- **THINGS TO DO**
A – According to the hockey blog post below, what group made up most of the crowd at the past week's exhibition game?
B – List every place name mentioned in the hockey blog post below.

Monday, October 15, 2007

Hoser Orientation Day Mailbag!

Welcome back Ladies and Hosers, I bring a special edition of the Hosers giving guidance to the lost masses of the world. As many of you noticed, this past week's exhibition game saw a surprisingly involved turnout that consisted mostly of that inept and lost status of being known as the freshman. While I of course applaud those who made the choice of Hockey over Sox, I did notice some appeared to be a little on the lost side throughout the game. So for those who were unsure of how things work within the cold confines of Lake Whittemore, I am here to answer your queries. There are NO stupid questions to ask.....unless they are really really dumb ones.

Kara from Rochester, NH asks:
Dear Hosers,
It was my 1st game the other night, and I had a great time! But I wasn't sure exactly how I could go about taunting the opposition..Any suggestions?

Well Kara, It's completely understandable that you were confused, so I present to you a video version of taunting 101:



Hope that gives you an idea of how to taunt...If not just follow our lead next time. Onward to Brad from Concord:

Hosers:

I'm looking for a new start now that I'm at UNH. What are the benefits of joining the ranks of Hoser Nation?

[Point labeling dataset excerpts]
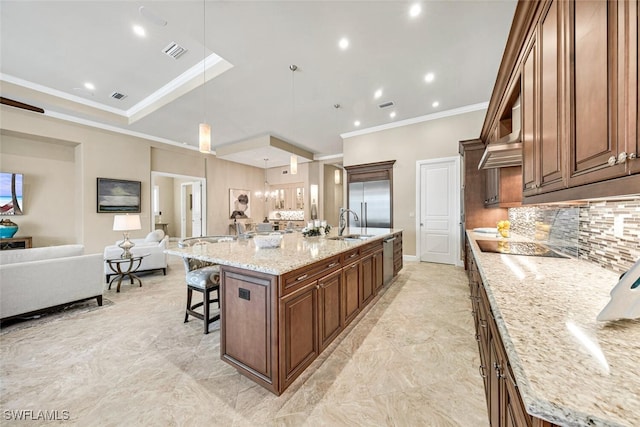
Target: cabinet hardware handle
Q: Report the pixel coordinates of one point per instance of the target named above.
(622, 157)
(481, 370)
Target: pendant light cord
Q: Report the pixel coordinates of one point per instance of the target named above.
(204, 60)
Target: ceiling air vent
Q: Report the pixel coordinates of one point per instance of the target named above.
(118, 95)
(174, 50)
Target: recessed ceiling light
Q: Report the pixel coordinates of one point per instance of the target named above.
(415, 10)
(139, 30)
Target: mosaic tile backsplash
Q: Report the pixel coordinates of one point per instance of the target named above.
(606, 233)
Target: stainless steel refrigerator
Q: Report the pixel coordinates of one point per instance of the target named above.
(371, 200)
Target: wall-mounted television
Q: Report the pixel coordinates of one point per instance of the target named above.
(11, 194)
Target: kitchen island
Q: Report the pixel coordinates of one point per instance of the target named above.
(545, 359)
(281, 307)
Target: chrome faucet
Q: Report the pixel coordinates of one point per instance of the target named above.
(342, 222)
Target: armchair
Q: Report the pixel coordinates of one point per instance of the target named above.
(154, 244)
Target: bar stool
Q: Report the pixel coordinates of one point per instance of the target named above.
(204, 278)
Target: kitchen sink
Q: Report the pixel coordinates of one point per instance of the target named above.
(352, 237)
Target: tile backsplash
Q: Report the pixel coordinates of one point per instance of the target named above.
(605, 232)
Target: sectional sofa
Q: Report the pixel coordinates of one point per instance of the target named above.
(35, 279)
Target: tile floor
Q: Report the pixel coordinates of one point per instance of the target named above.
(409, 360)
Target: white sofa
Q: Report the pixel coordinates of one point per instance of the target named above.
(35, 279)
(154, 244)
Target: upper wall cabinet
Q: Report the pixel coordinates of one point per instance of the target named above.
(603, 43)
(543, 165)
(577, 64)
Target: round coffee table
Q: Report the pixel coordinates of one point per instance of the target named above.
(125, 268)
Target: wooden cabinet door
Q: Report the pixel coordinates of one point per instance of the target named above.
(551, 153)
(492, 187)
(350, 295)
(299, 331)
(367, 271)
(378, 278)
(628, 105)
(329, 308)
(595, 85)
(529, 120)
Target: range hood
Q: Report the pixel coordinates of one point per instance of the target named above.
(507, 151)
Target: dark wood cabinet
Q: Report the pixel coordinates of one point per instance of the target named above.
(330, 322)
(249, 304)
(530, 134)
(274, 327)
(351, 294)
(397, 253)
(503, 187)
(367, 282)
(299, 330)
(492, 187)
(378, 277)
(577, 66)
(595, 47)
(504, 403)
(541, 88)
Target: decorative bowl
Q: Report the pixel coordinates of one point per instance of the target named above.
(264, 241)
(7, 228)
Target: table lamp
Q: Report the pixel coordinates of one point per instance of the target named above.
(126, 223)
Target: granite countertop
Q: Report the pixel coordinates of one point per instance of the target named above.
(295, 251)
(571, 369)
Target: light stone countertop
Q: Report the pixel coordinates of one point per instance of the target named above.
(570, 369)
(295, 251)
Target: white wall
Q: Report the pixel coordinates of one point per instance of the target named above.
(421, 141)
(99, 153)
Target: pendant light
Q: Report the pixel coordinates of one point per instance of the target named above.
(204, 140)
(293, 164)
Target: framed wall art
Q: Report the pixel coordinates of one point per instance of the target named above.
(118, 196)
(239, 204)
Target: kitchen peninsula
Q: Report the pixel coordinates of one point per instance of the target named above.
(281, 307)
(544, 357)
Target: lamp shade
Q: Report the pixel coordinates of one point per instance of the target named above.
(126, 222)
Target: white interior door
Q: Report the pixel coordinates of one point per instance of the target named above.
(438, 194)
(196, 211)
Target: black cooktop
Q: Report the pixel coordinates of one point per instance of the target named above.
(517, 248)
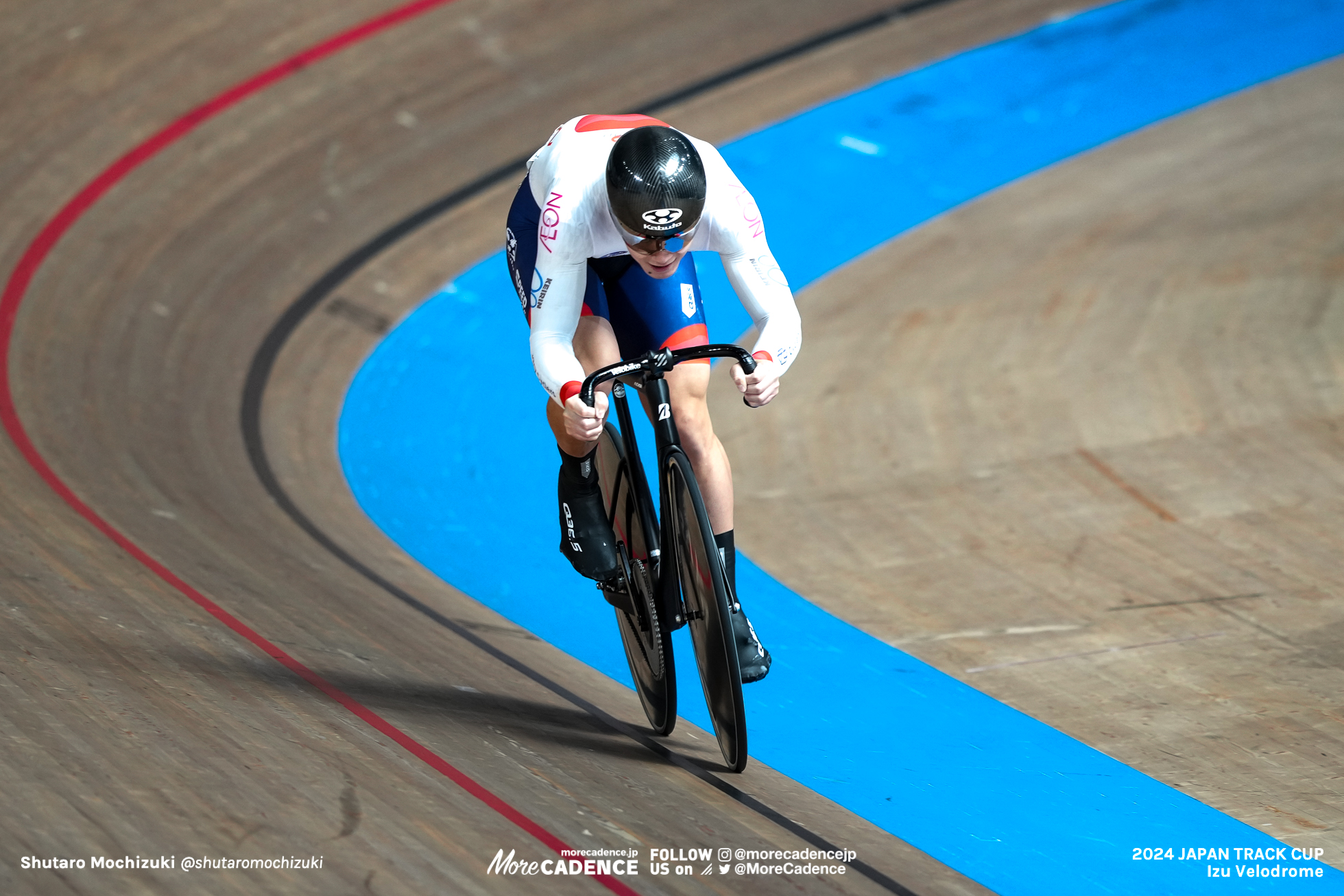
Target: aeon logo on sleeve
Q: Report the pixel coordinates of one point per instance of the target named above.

...

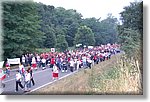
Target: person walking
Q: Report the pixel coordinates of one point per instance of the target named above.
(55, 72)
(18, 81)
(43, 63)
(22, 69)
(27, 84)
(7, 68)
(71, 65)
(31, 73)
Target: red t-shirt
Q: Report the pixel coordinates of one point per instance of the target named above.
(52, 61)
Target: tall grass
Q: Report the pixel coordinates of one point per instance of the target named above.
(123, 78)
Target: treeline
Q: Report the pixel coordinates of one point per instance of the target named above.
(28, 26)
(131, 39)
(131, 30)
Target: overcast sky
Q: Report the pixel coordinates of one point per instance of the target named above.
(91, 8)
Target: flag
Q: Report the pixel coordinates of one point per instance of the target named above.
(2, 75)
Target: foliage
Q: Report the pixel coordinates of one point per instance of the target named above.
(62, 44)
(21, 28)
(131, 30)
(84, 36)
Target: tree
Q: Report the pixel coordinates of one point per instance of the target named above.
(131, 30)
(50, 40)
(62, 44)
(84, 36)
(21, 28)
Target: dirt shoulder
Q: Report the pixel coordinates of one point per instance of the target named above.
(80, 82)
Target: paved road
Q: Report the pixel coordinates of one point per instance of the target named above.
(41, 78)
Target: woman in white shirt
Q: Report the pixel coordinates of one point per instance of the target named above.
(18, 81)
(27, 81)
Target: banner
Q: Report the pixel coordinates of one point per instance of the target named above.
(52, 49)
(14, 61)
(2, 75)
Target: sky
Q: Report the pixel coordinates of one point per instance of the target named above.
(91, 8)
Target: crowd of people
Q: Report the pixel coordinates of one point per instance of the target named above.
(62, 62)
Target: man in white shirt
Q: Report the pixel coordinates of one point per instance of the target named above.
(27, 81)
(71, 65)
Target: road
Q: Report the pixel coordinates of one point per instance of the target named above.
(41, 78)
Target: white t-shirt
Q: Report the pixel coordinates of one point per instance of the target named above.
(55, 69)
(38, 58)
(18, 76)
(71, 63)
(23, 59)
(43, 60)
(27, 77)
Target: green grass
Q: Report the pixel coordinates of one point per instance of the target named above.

- **CORRECT ANSWERS**
A – Freshmen

B – Lake Whittemore, Rochester, NH, Concord, UNH